(Extracted data rows)
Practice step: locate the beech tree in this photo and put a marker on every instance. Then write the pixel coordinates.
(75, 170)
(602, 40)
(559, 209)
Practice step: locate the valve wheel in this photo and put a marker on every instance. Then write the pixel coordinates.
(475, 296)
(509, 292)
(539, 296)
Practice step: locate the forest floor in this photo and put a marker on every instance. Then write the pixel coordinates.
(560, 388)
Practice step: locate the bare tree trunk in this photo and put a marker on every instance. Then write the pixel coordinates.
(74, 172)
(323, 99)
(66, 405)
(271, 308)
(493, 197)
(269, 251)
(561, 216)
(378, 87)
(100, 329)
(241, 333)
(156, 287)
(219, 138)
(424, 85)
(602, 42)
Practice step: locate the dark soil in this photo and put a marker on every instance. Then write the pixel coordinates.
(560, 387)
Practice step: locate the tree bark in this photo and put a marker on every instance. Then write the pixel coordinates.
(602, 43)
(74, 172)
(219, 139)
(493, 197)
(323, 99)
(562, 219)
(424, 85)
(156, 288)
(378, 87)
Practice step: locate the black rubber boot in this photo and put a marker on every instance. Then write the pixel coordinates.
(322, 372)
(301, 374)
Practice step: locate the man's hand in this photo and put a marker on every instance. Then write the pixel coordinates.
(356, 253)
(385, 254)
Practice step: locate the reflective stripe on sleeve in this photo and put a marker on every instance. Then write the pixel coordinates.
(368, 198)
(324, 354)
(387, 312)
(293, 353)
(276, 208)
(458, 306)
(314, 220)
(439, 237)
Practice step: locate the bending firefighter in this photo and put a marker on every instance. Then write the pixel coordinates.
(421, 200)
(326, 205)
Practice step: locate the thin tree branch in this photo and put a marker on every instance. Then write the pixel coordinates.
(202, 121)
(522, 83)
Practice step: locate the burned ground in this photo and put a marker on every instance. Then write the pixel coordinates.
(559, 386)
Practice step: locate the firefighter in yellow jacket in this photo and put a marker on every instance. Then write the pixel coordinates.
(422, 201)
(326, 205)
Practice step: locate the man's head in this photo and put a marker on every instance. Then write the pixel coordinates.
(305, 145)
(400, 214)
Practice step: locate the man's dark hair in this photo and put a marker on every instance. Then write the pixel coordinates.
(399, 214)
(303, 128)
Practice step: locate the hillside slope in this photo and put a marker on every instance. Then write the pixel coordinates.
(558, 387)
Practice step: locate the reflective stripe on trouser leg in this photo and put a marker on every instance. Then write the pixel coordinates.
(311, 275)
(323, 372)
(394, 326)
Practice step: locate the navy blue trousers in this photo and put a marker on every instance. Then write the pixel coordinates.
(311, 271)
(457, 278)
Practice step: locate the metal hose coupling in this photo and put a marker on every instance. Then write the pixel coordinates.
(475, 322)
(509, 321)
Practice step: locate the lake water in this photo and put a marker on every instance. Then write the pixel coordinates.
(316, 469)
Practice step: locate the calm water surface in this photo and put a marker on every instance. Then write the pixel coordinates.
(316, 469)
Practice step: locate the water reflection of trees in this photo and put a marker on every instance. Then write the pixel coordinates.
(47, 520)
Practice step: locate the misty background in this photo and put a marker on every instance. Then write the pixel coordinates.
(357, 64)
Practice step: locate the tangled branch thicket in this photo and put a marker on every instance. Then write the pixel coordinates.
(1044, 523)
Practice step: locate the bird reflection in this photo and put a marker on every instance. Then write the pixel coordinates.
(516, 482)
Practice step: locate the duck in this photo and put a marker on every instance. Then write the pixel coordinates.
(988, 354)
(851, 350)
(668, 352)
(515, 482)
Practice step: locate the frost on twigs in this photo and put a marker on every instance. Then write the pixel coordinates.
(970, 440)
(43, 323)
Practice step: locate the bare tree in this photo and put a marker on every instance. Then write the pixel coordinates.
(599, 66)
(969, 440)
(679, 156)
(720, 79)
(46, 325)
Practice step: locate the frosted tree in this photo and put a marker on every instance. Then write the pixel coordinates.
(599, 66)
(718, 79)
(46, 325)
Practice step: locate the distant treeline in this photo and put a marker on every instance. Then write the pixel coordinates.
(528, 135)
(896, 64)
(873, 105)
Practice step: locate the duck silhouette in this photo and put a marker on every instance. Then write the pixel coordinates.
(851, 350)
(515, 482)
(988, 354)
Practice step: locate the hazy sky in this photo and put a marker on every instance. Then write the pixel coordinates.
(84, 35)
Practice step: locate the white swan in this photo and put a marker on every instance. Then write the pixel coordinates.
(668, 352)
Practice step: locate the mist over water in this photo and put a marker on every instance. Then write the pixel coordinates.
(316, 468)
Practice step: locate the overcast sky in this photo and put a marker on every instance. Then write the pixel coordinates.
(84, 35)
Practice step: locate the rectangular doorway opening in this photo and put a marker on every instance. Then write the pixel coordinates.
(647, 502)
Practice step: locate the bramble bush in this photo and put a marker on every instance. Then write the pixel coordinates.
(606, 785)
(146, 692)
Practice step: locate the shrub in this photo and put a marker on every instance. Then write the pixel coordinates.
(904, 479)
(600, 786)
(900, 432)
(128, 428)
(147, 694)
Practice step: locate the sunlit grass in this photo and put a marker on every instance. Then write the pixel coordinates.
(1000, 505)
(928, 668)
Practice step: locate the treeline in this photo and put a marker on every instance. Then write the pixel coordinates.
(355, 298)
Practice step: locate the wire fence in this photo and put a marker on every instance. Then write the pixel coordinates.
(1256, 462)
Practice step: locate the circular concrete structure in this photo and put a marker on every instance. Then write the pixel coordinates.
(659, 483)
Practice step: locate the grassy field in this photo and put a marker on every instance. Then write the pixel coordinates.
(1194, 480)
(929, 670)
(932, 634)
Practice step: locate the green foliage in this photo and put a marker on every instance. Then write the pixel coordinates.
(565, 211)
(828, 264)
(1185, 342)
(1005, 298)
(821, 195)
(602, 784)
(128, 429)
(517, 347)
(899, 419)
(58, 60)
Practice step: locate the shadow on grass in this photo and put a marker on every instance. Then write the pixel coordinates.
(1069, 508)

What you need to do:
Extract every row above and reproduce each one verbatim, in its original order.

Solution:
Practice step: locate the beech tree in this photo and put a marker on every instance. Then write the pixel coordinates.
(75, 170)
(602, 40)
(559, 209)
Practice step: locate the valve wheel in this photo and put a marker on every instance. Then write the pixel coordinates.
(475, 296)
(509, 292)
(539, 296)
Practice step: locate the forest floor in this photo and put a marker on every instance. Then write the pixel coordinates.
(560, 388)
Practice step: locate the bare tree trunk in this photo and put a marker on every instance. Then write the pixel coordinates.
(74, 172)
(323, 99)
(66, 405)
(271, 308)
(493, 197)
(269, 251)
(561, 216)
(378, 87)
(100, 329)
(241, 333)
(156, 287)
(219, 138)
(424, 85)
(602, 42)
Practice step: locate the dark soil in this photo and put a marker on every instance. Then write the pixel coordinates.
(560, 387)
Practice step: locate the tree bark in this photo and put a marker on every instance. Then write the pixel coordinates.
(602, 43)
(74, 172)
(219, 139)
(493, 197)
(323, 99)
(562, 219)
(424, 85)
(156, 288)
(378, 87)
Practice step: locate the black rubber boot in this photo and put a marker on every instance. Then write the pixel coordinates.
(322, 372)
(301, 374)
Practice step: locate the man's hand in this photo and put a marker on every instance. Then write the pixel coordinates.
(356, 253)
(385, 254)
Practice step: locate the reflective stripe on sleeve in this photo and put a marker on every instance. Then write the pixel coordinates.
(368, 198)
(324, 354)
(387, 312)
(293, 353)
(276, 208)
(458, 306)
(314, 220)
(439, 237)
Practice step: locate the bending firefighter in this photo and put a marker on every instance. Then write the pixel coordinates.
(421, 200)
(326, 205)
Practice step: locate the thin tree branch in this photo and put a marker on every instance. Then write the pixel coordinates.
(202, 121)
(522, 83)
Practice step: locate the burned ground in this photo and put a marker on every instance. Then write the pixel coordinates.
(559, 386)
Practice step: locate the firefighter in yellow jacket in this photo and put a marker on every instance. Then write the pixel coordinates.
(422, 201)
(326, 205)
Practice step: locate the man's head in this photo and put a marker on every instance. Then write the pixel coordinates.
(305, 145)
(400, 214)
Practice step: locate the man's dark hair in this photo and put a marker on every instance. Then write the pixel coordinates.
(399, 214)
(303, 128)
Practice step: locate the hillside slope in this photo and put a marker on every instance. Then write the pixel coordinates.
(558, 387)
Practice step: locate the reflective stripe on trouser leg in this photo and put a marker on every instance. Then write the pixel coordinates.
(311, 275)
(323, 372)
(394, 326)
Practice step: locate the navy blue trousers in this photo and put a marker on every instance. Then write the pixel coordinates.
(311, 271)
(457, 278)
Practice step: locate the metal hose coupling in this photo and put a marker on every instance. Then write the pixel coordinates.
(475, 322)
(509, 321)
Practice step: locate the lake water in this photo and put a marker on every instance. Then write the pixel coordinates.
(316, 469)
Practice step: locate the calm water surface in this photo and put a marker on every instance. Then write the pixel coordinates.
(316, 469)
Practice step: locate the water reflection of trees in this photo and put a marker on every instance. Then write the pixel coordinates.
(47, 520)
Practice step: locate the misty background in this photo and put a marker on every instance. Then write the pixel coordinates.
(357, 64)
Practice step: locate the tangled branch thicket in this photo and put a marker on every instance. Then write the pixel coordinates.
(1044, 523)
Practice step: locate the bird reflection in this photo and put a marker on every instance. Then write the pixel coordinates.
(516, 482)
Practice step: locate the duck in this photo and put a marker on every instance. Then write the pixel coordinates.
(988, 354)
(851, 350)
(668, 352)
(515, 482)
Practice step: locate the frost on twigs in this photo and put a marker on every instance. Then write the pixel coordinates.
(970, 440)
(43, 323)
Practice step: locate the bare tree in this photo and put a marker on every instance. Then write the pixel coordinates.
(599, 66)
(969, 440)
(679, 156)
(720, 79)
(46, 325)
Practice step: locate the frosted tree in this photo and put a marker on every instance. Then write the pixel coordinates.
(599, 66)
(718, 79)
(46, 325)
Practice step: locate the distant treeline in this photo and put a marker on every instance. Then write the pixel coordinates.
(528, 135)
(896, 64)
(873, 105)
Practice step: locate the duck silhouette in this photo and put a marker on every instance. Then write the pixel coordinates.
(851, 350)
(515, 482)
(988, 354)
Practice step: locate the hazy sky in this photo and put a marker on every instance. Then write the pixel coordinates.
(84, 35)
Practice step: locate the white swan in this photo and put a marker on every instance. Then write the pixel coordinates.
(668, 352)
Practice step: locate the mist over water in this photo and put a marker on every instance. Then write the pixel coordinates.
(316, 468)
Practice step: locate the overcast sky in this photo and put a marker on every instance. Then write the pixel coordinates.
(84, 35)
Practice step: locate the rectangular doorway opening in this photo and put a marker on every instance. Then write the pixel coordinates.
(647, 502)
Practice step: locate the bramble bush in this photo and put a marker on every instance. Then write the pixel coordinates.
(606, 785)
(146, 692)
Practice step: locate the shrub in this photo and put a marker on every instance. Then write the pixel coordinates.
(904, 479)
(600, 786)
(900, 432)
(128, 428)
(147, 694)
Practice step: locate the sunlit grass in this photo and put a marker on every instance. Then write the pixel coordinates.
(1000, 505)
(928, 668)
Practice step: locate the treeline in this photo and put a marker on every instance. Then write the pixel coordinates.
(355, 298)
Practice step: locate the wire fence in this photo and put a marker on every instance. Then write the pixel coordinates.
(1256, 462)
Practice step: locate the circular concrete structure in this photo and put a marker on every instance. Then write the pixel coordinates.
(659, 483)
Practice step: locate the grassy field in this photo and put a marker on every instance. Then write the pixel coordinates.
(1194, 480)
(929, 670)
(932, 634)
Practice step: locate the green foliage in this photo and put a marker on every instance. Then write the pixel coordinates.
(565, 211)
(828, 264)
(1185, 342)
(1005, 298)
(821, 195)
(602, 784)
(128, 429)
(517, 347)
(899, 419)
(58, 60)
Practice step: locate the shadow on grass in this photo and put a marker on every instance. Then write the pixel coordinates.
(1069, 508)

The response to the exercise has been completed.